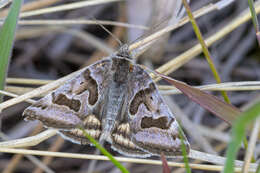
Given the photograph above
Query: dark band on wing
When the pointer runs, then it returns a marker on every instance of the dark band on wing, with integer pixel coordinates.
(143, 96)
(62, 99)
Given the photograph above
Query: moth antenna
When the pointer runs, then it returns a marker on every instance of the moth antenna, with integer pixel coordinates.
(110, 33)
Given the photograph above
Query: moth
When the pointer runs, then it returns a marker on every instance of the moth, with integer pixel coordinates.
(114, 100)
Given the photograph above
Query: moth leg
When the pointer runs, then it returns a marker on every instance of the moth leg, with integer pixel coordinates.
(29, 141)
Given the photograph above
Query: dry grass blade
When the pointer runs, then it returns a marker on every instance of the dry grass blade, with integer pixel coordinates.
(122, 159)
(166, 168)
(251, 146)
(221, 109)
(65, 7)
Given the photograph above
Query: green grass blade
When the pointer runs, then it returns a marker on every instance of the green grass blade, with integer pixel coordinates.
(105, 152)
(7, 34)
(238, 134)
(254, 19)
(184, 152)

:::::

▸ **EXERCISE PROMPT**
Repeat word for word the lines running from the line containing "Query: dry grass blade" to the end of the entries above, inclusive.

▸ **RESULT**
Query: dry grass blade
When the pointer runs, then it returns a marker on every instance of the dry grass blade, with integer pixel coordinates.
(122, 159)
(166, 168)
(251, 146)
(221, 109)
(65, 7)
Given the photograph above
Query: green grass blade
When the pointer runs, then it returns a marker on every instance of the green grass blade, with integer pixel coordinates.
(105, 152)
(7, 34)
(238, 134)
(254, 19)
(184, 152)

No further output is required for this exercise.